TEXTO PROPORCIONADO:

+---+

El liderazgo y los cretinos
Publicada el 22/08/2019 /Infolibre
Afirmar que Matteo Salvini, Boris Johnson, Donald Trump o Marcos de Quinto, nuestra última aportación a la incompetencia ambiental, son idiotas, pese a que lo parezcan a menudo, sería un error. Se trata de personas que han reemplazado una parte de su inteligencia, que sin duda tienen en el coeficiente que sea, por las tripas y que, por algún motivo, no logran expresarse en toda la potencialidad de sus capacidades. En los cuatro casos escogidos –porque hay más– prima un narcisismo patológico. Salvini, Johnson, Trump son máquinas de egolina desmedida. Todo lo miden como un duelo personal, sea el Open Arms, el Brexit o los hispanos. Es “yo” contra el mundo que no me ama.
De Quinto, que aún debería escalar unas cuantas posiciones en un eventual Gobierno de España para soñar con ser uno de ellos, se ha lanzado al barro tuitero desde un lenguaje impropio de un diputado, y de alguien que ha logrado amasar una considerable fortuna. Es un error frecuente creer que el dinero y la formación producen un mayor civismo.

+---+

OBJETIVO INDICADO: Prosigue la columna sobre el liderazgo y los cretinos a partir de la frase «Es un error frecuente creer que el dinero y la formación producen un mayor civismo». Estos registros no guardan relación alguna con la columna.

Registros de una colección
+---+

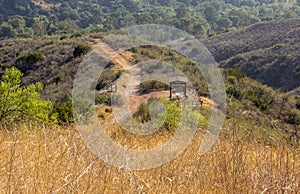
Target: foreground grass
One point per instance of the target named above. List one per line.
(57, 161)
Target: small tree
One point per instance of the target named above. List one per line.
(21, 104)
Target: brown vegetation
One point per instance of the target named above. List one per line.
(57, 161)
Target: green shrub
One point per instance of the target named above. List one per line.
(21, 104)
(81, 50)
(103, 98)
(263, 101)
(108, 110)
(64, 113)
(30, 58)
(292, 116)
(298, 104)
(233, 91)
(117, 100)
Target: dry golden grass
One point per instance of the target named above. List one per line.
(57, 161)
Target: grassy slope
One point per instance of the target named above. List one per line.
(50, 161)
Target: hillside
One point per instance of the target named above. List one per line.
(267, 52)
(31, 18)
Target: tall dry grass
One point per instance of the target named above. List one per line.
(57, 161)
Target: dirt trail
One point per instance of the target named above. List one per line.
(131, 78)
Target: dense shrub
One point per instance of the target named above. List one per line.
(81, 50)
(103, 98)
(64, 113)
(292, 116)
(21, 104)
(233, 91)
(30, 58)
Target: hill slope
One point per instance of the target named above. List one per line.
(267, 52)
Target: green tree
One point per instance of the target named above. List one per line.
(21, 104)
(211, 14)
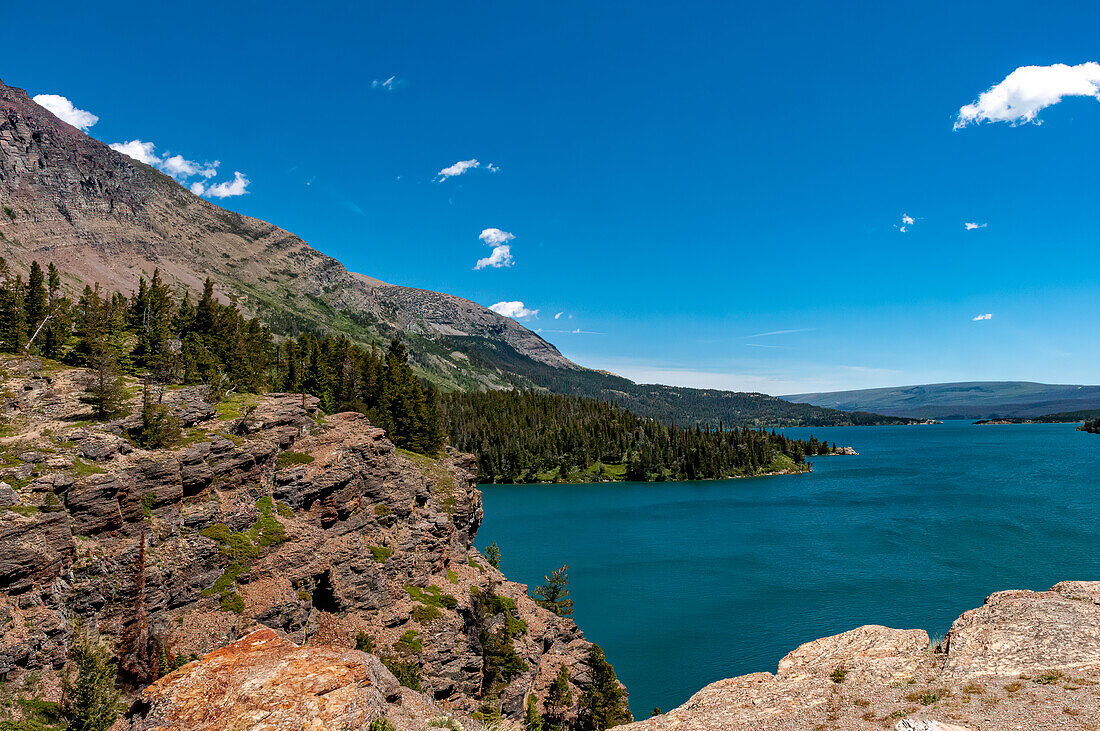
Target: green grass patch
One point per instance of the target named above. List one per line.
(406, 672)
(439, 475)
(431, 596)
(235, 405)
(81, 468)
(424, 615)
(409, 643)
(232, 602)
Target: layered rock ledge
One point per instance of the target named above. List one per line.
(270, 517)
(1024, 660)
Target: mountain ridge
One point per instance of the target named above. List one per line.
(978, 399)
(103, 218)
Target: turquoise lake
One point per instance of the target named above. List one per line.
(683, 584)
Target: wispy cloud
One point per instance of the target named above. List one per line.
(781, 332)
(514, 309)
(462, 167)
(64, 110)
(387, 85)
(459, 168)
(575, 331)
(1030, 89)
(906, 221)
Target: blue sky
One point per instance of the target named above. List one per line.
(712, 194)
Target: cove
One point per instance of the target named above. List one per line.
(683, 584)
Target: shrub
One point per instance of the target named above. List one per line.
(91, 700)
(232, 602)
(603, 704)
(364, 642)
(425, 615)
(407, 673)
(409, 643)
(381, 553)
(431, 596)
(293, 458)
(381, 724)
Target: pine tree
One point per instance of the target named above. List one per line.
(554, 594)
(89, 700)
(36, 297)
(103, 387)
(559, 701)
(531, 719)
(603, 702)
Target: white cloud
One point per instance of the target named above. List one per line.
(387, 85)
(140, 151)
(178, 167)
(515, 309)
(502, 252)
(459, 168)
(64, 110)
(1030, 89)
(906, 221)
(499, 257)
(229, 188)
(495, 236)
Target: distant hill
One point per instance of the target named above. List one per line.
(103, 218)
(964, 400)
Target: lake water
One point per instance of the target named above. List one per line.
(686, 583)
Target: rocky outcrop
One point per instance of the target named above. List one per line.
(265, 682)
(1024, 660)
(267, 516)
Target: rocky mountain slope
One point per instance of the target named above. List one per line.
(963, 400)
(266, 516)
(1024, 660)
(105, 218)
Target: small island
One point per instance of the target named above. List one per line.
(525, 438)
(1085, 416)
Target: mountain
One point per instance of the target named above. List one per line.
(103, 218)
(963, 400)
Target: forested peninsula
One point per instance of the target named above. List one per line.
(518, 436)
(524, 436)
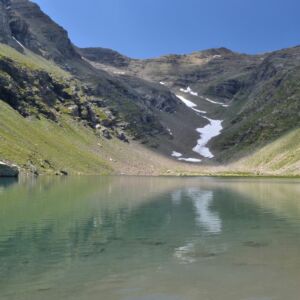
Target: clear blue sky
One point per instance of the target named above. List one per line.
(149, 28)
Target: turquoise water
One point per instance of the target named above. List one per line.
(135, 238)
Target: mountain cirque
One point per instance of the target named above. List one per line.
(209, 112)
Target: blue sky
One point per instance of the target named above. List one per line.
(150, 28)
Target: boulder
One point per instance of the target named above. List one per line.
(8, 170)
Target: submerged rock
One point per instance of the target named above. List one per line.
(8, 170)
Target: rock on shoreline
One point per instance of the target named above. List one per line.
(8, 170)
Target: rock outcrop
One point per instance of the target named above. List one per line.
(8, 170)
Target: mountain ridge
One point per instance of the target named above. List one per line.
(160, 103)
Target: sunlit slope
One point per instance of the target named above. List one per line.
(47, 145)
(281, 157)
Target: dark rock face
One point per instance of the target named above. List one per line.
(8, 170)
(24, 21)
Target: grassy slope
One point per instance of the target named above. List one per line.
(68, 146)
(281, 157)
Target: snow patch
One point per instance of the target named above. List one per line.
(188, 90)
(190, 104)
(176, 154)
(214, 102)
(193, 160)
(119, 72)
(206, 134)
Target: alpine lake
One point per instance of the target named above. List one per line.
(150, 238)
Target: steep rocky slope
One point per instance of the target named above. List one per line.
(210, 108)
(256, 96)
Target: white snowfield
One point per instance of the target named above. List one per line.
(176, 154)
(194, 160)
(119, 72)
(188, 90)
(206, 134)
(190, 104)
(214, 102)
(211, 130)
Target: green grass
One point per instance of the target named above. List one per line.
(281, 157)
(66, 145)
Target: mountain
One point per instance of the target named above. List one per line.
(70, 110)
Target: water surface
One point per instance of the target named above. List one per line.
(129, 238)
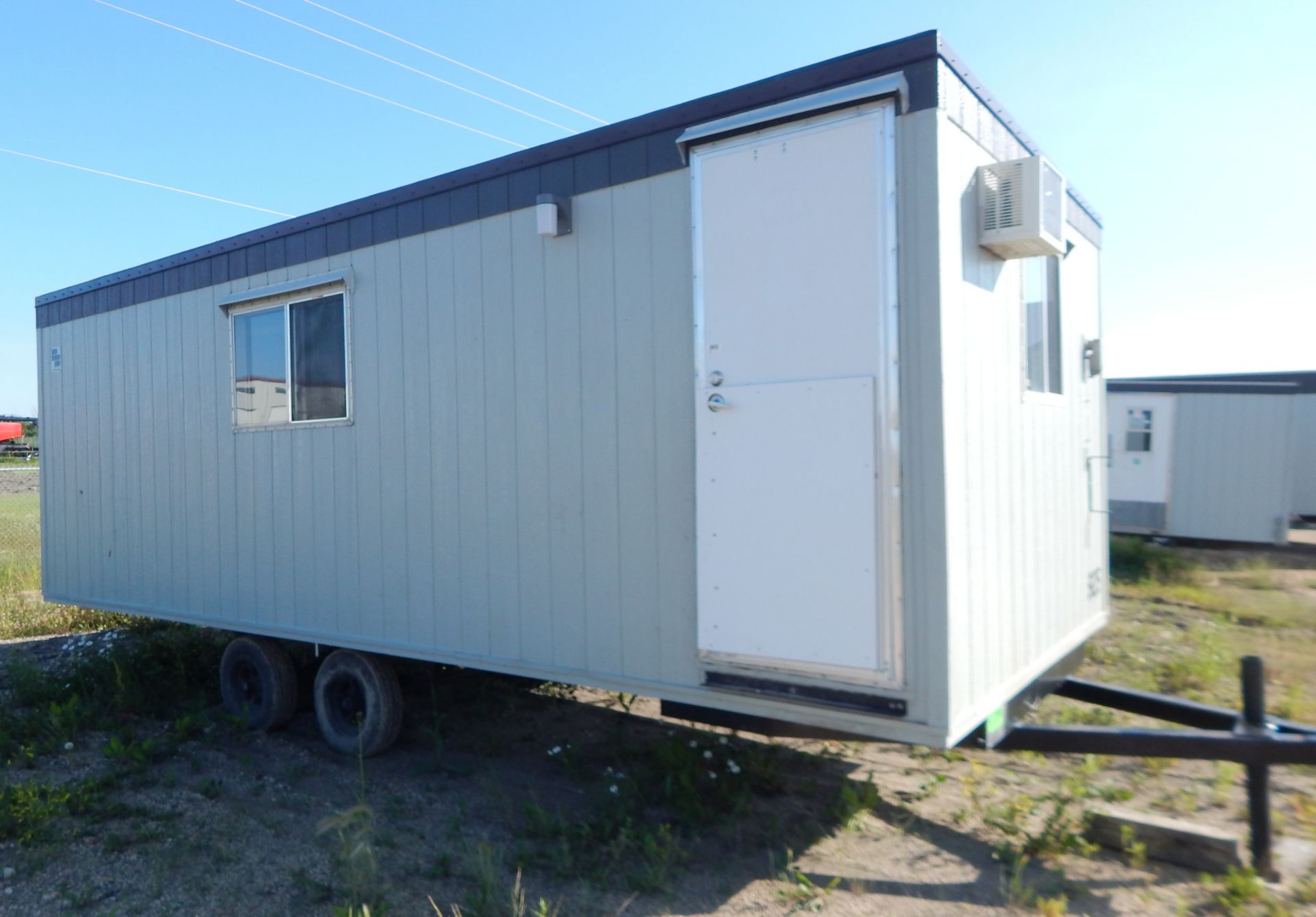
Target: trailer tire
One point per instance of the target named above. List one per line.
(358, 703)
(258, 682)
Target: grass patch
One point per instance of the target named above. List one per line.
(1135, 559)
(161, 671)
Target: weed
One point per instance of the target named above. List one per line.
(802, 891)
(1236, 890)
(557, 689)
(210, 787)
(486, 868)
(1014, 882)
(1053, 907)
(132, 754)
(1135, 851)
(1134, 559)
(1045, 825)
(605, 849)
(28, 809)
(1085, 715)
(853, 800)
(1157, 768)
(356, 862)
(103, 691)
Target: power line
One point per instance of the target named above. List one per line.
(151, 184)
(399, 64)
(323, 80)
(444, 57)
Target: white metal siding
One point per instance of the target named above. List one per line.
(1027, 548)
(1231, 478)
(516, 483)
(1303, 462)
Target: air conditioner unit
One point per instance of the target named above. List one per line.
(1020, 208)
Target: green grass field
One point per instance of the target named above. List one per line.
(21, 611)
(20, 530)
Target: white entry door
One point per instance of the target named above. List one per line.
(795, 421)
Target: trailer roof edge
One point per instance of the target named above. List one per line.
(612, 154)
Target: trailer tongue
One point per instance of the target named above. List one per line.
(1214, 733)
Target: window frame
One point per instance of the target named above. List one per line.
(286, 302)
(1034, 395)
(1145, 430)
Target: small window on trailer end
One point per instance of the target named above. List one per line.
(1041, 295)
(290, 362)
(1137, 435)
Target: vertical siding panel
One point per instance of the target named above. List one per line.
(369, 453)
(157, 445)
(416, 383)
(106, 459)
(134, 459)
(1020, 539)
(1230, 478)
(194, 483)
(445, 389)
(302, 503)
(116, 461)
(216, 450)
(473, 517)
(923, 486)
(280, 508)
(535, 585)
(88, 511)
(316, 594)
(344, 585)
(62, 474)
(636, 442)
(565, 376)
(500, 454)
(44, 411)
(394, 430)
(175, 426)
(592, 227)
(69, 461)
(674, 424)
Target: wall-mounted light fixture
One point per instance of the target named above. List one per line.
(553, 215)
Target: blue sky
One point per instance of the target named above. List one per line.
(1186, 124)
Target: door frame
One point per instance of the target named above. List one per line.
(891, 629)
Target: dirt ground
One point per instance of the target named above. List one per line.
(230, 822)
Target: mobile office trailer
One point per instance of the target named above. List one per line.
(1220, 457)
(727, 404)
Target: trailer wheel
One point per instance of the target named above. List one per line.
(358, 703)
(258, 682)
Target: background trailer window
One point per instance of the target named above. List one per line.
(303, 343)
(1138, 435)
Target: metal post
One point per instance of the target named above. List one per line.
(1258, 775)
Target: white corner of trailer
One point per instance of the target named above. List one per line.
(1025, 530)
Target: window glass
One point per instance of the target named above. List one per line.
(1137, 437)
(1041, 326)
(319, 360)
(260, 369)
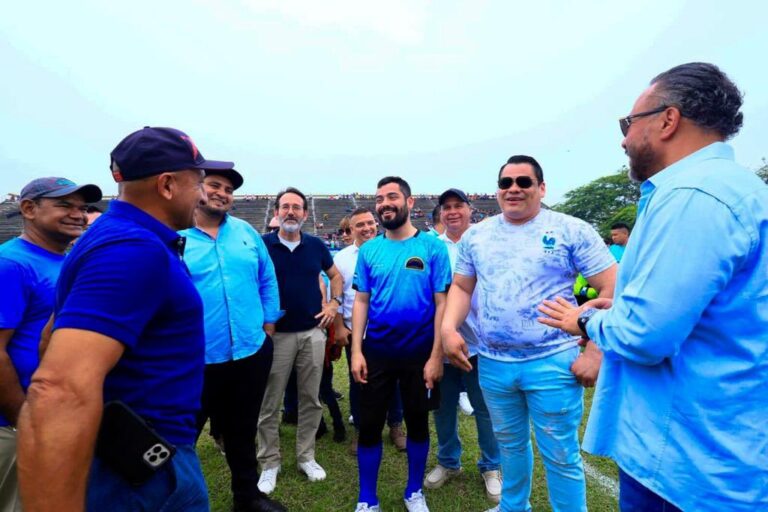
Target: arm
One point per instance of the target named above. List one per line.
(359, 322)
(11, 394)
(433, 370)
(456, 310)
(268, 290)
(331, 307)
(59, 423)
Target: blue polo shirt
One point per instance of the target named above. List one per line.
(236, 280)
(298, 274)
(28, 273)
(125, 279)
(402, 277)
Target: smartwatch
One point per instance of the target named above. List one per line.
(583, 319)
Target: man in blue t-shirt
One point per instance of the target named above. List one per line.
(128, 327)
(529, 373)
(401, 279)
(54, 214)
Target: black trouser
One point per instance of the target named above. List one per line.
(384, 375)
(232, 395)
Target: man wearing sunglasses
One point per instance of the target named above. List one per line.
(528, 371)
(681, 403)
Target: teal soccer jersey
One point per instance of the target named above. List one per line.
(402, 277)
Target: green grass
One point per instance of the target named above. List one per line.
(339, 491)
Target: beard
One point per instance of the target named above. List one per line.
(290, 227)
(401, 215)
(641, 162)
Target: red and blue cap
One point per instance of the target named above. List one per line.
(59, 187)
(151, 151)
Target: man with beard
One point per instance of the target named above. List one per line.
(54, 214)
(299, 337)
(128, 333)
(528, 373)
(401, 279)
(455, 214)
(231, 268)
(681, 403)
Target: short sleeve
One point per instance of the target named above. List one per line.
(13, 300)
(589, 254)
(441, 275)
(464, 264)
(361, 279)
(117, 290)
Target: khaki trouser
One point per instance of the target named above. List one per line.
(9, 483)
(307, 350)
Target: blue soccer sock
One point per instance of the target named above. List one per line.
(368, 462)
(417, 463)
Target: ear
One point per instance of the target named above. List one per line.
(670, 123)
(28, 207)
(166, 185)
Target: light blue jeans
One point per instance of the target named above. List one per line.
(446, 424)
(543, 391)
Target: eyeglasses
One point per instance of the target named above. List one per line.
(522, 182)
(626, 122)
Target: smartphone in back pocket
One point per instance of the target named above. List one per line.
(129, 446)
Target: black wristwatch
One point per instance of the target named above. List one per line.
(583, 319)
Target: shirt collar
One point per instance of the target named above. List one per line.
(164, 233)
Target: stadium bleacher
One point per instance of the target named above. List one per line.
(325, 212)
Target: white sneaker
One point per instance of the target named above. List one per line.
(464, 404)
(268, 479)
(313, 470)
(492, 485)
(364, 507)
(416, 503)
(438, 476)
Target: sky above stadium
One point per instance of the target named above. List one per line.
(330, 96)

+---+

RESPUESTA ESPERADA:
A mí, que no tengo un duro (traducción para millenials y generación Z: poco dinero), siempre me ha maravillado que gente sin atributos aparentes gane millones a espuertas. Puedo entenderlo en personas que inventan o fabrican cosas que mejoran la vida de los demás, avispados que crean una necesidad a la vez que desarrollan el producto que la satisface, inversores habilidosos que mueven grandes fondos o que ven una oportunidad de negocio donde los demás vemos un erial.
Incluso a la gente sin escrúpulos que juega con la vida de los demás, sea en el Primer o en el Tercer Mundo, sin importarle un comino su suerte y la de sus familias, les presupongo una maldad inteligente, no empática, que solo busca su bienestar.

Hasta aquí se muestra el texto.